WHAT YOU HAVE TO DO:
Using the entries below, output exactly the line containing "Exercise. Point out every instance of the potted" and all lines that follow it to the end.
---*---
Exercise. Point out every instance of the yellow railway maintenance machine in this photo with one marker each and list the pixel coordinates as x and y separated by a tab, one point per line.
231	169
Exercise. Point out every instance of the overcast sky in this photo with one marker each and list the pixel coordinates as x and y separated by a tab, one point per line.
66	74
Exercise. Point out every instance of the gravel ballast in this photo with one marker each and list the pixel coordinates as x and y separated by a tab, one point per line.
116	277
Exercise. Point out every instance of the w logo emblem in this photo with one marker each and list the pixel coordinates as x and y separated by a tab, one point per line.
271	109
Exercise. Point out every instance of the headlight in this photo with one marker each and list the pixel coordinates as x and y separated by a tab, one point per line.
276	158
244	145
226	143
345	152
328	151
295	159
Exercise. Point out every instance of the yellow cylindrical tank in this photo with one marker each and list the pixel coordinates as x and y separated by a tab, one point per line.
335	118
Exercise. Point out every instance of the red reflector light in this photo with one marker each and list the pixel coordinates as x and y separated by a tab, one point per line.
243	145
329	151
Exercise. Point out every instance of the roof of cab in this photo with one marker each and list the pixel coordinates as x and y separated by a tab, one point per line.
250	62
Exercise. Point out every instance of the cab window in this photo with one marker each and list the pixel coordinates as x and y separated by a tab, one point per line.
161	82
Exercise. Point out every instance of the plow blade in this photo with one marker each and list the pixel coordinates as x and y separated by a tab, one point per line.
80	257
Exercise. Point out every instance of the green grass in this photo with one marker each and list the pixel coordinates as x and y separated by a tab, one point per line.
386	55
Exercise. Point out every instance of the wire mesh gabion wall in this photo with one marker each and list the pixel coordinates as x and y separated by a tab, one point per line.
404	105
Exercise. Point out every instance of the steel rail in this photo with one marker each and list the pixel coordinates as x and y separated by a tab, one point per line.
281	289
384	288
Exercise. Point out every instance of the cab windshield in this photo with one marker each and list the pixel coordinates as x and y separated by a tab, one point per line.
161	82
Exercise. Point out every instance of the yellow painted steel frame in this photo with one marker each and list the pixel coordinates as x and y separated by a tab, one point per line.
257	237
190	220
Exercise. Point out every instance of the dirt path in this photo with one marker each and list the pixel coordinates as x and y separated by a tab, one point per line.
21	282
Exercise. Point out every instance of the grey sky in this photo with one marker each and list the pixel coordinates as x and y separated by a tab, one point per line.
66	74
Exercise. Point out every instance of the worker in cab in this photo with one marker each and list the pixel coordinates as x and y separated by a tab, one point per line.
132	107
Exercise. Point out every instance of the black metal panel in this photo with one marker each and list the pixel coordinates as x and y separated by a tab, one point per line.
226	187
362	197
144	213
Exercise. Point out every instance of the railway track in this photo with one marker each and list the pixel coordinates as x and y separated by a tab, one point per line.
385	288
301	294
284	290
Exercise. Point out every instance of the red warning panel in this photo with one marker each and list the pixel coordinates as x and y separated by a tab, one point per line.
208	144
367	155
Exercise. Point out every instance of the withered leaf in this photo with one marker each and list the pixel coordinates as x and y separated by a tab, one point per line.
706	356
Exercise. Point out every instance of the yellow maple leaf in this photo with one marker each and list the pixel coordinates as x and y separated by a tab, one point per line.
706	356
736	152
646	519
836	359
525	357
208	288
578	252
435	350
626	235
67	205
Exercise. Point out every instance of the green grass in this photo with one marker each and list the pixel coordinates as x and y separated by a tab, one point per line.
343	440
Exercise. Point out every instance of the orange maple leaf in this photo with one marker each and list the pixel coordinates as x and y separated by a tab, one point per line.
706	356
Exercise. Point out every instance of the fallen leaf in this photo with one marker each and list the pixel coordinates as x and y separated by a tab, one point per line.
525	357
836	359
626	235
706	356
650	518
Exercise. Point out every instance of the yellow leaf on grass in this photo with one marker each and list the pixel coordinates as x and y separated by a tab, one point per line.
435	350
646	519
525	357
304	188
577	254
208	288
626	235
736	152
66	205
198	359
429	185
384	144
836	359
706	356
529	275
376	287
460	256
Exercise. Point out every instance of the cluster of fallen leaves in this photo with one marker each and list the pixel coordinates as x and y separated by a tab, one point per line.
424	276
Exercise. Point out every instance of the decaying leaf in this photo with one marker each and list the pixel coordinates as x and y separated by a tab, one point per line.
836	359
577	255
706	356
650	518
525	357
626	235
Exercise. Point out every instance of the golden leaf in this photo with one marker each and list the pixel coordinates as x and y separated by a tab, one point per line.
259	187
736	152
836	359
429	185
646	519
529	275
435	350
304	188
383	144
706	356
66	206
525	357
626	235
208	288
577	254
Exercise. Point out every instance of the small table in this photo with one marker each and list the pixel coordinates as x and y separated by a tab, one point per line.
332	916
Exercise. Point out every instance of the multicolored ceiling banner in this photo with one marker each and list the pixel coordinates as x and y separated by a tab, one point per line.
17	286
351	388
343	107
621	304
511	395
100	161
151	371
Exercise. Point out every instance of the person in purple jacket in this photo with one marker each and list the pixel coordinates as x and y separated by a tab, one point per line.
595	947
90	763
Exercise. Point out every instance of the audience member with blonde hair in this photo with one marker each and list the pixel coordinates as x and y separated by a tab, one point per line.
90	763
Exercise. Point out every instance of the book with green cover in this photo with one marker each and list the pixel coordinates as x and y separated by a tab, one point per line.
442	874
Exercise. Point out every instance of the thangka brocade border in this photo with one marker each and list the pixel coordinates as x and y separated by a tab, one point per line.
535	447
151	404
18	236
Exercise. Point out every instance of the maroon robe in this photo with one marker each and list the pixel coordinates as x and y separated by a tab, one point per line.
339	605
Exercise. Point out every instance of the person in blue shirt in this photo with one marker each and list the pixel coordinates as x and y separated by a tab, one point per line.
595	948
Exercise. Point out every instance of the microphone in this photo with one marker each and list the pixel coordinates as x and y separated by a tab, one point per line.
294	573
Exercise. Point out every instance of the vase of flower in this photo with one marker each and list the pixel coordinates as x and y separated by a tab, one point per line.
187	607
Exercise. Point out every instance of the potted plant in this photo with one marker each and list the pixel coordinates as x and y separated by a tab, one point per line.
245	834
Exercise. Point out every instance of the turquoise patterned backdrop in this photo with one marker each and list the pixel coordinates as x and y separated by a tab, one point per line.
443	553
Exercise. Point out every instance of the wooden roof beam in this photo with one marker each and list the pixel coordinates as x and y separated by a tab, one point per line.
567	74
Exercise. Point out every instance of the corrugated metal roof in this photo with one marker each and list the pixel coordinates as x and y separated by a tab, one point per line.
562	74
---*---
WRITTEN REPLY:
Exercise. Point out every instance of the potted plant in this photo with one marker each and list the pixel coordinates as x and y separated by a tab, one point per line.
245	834
Exercise. Point out every instance of the turquoise patterned backdrop in this photo with one marker each and list the pixel coordinates as x and y separated by a tab, one point per line.
443	553
Exercise. Point out every instance of the wooden roof beam in this photo with one marker each and list the pixel coordinates as x and y separated by a tab, one point per line.
567	74
Exercise. Point out every instance of the corrugated metal roof in this photo with one marker each and list the pixel coordinates as x and y separated by a tab, one point per line.
562	74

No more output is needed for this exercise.